(Written problem 1) According to the post about Jay Leno, what time will Leno's new talk show air?

(Page)
· · · ·
There are times when I feel profoundly disconnected from humanity. Like, I operate on a completely different wavelength than the rest of the world. These moments tend to occur whenever I turn on the TV. Or read anything online. Or leave the house.

I realize this is an extremely childish and narcissistic POV. Everyone feels different–Free to Be You and Me taught me that. Well, that and the inherent creepiness of baby puppets.

But how am I supposed to feel, gentle reader, when I’m told that the entire world is all a-twitter at the news that Jay Leno will host a 10pm talk show, and I think to myself, Wow, Jay Leno still exists?

I mean, seriously, people are excited about this? No one has ever been excited by anything Jay Leno has ever done. I challenge you to convince me otherwise.

leno.jpgI still don’t understand how Jay Leno got to be Johnny Carson’s successor. Who let that happen? Shouldn’t that have been reviewed by the Council of Things That Make No Damn Sense?

Johnny Carson was witty and urbane, a gifted comedian and a master interviewer. No one has ever used any of those words to describe Jay Leno, except prefaced with the word “not”.

People still talk about sketches Johnny Carson used to do on The Tonight Show. You see clips of his most famous celebrity interviews on TV all the time. Jon Stewart imitates him at least once a night. He remains the gold standard by which all late night fare is judged.

You think they’ll sell “The Best of Jay Leno” DVDs some day? Nope, and you will never say this to your grandkids:

Back in my day, we all used to gather ’round the television and watch The Jay Leno Program. I still remember the time he found a midget version of himself! And the time Kevin Eubanks pretended to laugh at his monologue for the 8 millionth time! Oh, it was magic!
· · · ·
(Data shown)
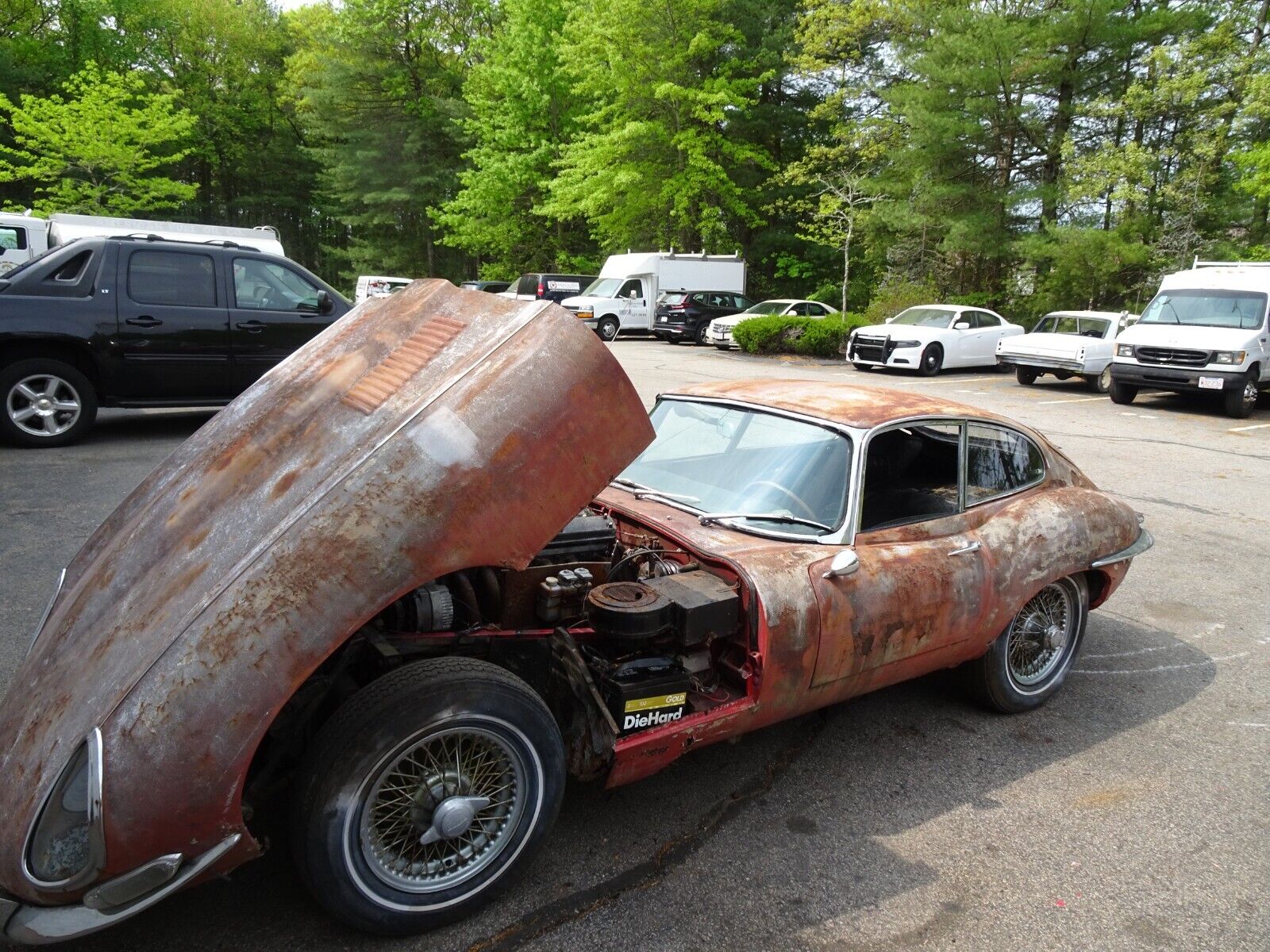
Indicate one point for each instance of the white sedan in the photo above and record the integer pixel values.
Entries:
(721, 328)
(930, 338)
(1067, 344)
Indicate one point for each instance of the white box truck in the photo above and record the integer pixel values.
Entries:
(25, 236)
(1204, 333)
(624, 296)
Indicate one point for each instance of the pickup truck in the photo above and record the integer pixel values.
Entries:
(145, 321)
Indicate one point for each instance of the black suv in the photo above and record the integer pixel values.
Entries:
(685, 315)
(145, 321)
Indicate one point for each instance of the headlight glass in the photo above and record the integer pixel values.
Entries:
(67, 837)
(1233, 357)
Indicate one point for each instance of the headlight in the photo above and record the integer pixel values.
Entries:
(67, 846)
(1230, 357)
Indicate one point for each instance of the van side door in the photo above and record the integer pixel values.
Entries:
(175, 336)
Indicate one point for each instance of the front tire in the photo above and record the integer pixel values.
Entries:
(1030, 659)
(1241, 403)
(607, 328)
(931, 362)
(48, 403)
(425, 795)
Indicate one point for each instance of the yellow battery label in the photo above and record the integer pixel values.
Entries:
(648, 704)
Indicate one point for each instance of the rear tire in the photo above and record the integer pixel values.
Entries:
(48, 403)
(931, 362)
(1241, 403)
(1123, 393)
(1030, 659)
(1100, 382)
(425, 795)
· · · ·
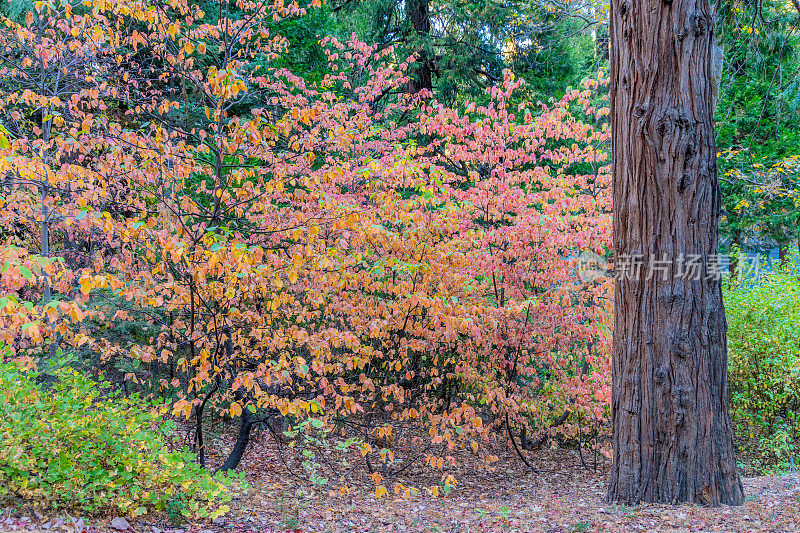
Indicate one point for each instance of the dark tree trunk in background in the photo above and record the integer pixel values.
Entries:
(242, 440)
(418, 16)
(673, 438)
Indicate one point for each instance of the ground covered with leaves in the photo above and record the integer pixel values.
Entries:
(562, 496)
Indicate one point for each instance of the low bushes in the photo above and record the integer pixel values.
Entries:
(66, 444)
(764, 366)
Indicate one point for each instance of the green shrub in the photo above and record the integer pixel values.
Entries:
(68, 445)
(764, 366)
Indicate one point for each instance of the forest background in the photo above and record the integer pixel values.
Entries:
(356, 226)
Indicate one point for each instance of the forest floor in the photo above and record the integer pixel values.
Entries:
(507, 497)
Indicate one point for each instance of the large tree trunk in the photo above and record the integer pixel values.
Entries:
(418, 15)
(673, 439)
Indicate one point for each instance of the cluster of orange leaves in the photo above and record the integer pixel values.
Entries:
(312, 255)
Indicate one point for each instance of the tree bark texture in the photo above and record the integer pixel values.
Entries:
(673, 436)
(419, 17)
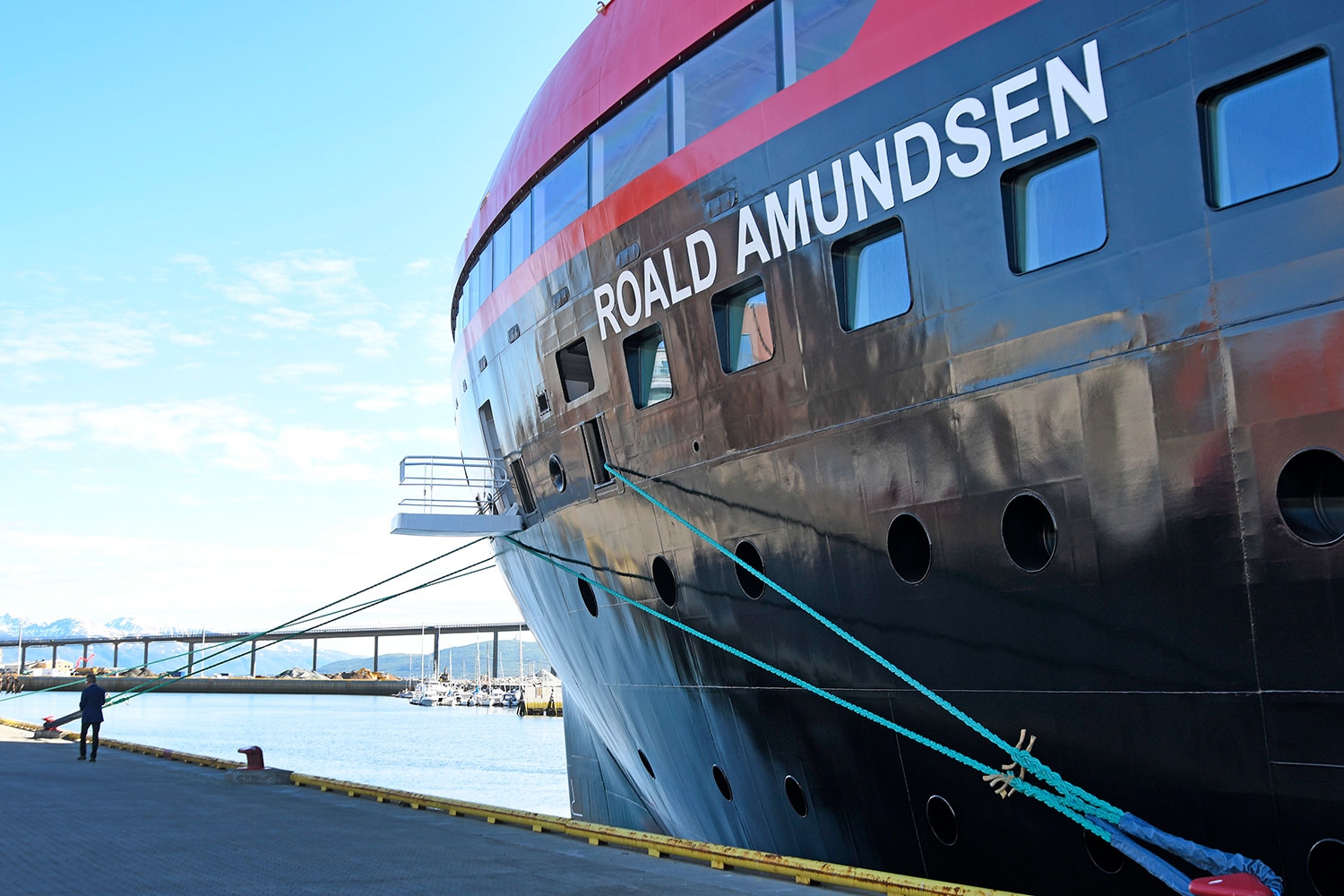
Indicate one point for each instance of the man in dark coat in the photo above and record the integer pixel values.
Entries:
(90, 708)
· · · ·
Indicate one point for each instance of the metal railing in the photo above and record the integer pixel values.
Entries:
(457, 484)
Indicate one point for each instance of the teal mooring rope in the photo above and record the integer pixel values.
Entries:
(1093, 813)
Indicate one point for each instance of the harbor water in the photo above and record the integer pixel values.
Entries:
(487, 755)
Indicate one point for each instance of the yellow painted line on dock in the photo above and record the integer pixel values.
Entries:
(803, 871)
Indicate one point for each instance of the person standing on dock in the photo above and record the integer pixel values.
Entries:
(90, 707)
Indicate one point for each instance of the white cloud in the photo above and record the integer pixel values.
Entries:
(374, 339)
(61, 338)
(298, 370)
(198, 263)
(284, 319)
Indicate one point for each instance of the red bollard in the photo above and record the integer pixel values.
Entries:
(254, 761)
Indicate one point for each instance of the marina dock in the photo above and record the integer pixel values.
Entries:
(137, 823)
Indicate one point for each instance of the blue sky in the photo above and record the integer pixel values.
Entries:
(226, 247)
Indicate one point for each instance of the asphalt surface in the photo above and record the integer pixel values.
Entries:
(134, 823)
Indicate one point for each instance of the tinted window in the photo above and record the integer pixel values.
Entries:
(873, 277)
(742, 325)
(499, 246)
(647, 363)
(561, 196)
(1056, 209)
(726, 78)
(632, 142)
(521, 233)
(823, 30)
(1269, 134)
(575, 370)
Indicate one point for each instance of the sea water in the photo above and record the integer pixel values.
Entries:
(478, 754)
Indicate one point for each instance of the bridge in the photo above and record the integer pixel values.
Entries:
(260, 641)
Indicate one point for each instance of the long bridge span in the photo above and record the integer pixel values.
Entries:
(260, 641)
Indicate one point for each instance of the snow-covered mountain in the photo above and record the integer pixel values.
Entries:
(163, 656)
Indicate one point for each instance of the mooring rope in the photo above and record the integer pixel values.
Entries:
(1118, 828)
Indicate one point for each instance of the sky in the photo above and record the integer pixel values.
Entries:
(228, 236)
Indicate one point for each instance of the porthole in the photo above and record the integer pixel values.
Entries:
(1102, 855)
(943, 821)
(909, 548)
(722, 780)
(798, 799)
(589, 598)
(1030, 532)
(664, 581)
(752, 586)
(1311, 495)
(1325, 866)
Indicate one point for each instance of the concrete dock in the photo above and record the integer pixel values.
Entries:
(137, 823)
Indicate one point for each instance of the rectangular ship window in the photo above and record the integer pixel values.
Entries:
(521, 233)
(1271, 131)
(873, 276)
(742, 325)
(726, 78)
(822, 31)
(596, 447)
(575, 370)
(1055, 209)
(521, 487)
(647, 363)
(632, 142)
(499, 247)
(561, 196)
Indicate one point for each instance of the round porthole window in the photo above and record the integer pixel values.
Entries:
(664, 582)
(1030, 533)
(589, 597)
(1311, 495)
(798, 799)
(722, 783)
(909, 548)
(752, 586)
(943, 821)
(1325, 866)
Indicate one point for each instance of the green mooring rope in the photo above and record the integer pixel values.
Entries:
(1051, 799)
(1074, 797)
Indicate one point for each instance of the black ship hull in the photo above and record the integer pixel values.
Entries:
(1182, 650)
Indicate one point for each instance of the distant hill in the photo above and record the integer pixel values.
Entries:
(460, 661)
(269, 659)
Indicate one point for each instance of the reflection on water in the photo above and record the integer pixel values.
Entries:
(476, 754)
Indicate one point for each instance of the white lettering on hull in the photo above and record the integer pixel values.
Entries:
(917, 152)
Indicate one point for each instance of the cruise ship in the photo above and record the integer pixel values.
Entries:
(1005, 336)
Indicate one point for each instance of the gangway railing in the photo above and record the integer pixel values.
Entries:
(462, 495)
· · · ·
(Written problem 2) Rescale the entries from the line containing "Indicate one point for each instance of the white sedan" through the line containing "(1233, 357)", both lines included, and reproduce every line in that span with its requests. Multiply each point coordinate by 1.8 and round it to a whole number, rounding halves up.

(Output 1) 10pm

(Output 2)
Indicate one point for each instance of the white sedan in the photo above and record the integer pixel values.
Entries:
(1298, 590)
(1674, 608)
(1921, 619)
Indicate one point for each instance of the white box truck in the photo above and record the integer pixel values.
Entries:
(45, 425)
(2167, 599)
(1123, 533)
Indicate one point for each instance of the pickup truck in the photo above and record the integer pixel values.
Entries:
(261, 578)
Indicate one point for each instance of the black suv in the photo above and record the integer pixel values.
Entries:
(1233, 567)
(261, 578)
Indicate one point for each instance of the headlight glass in the photo above and record the integer pixel values.
Entries:
(121, 1507)
(2219, 643)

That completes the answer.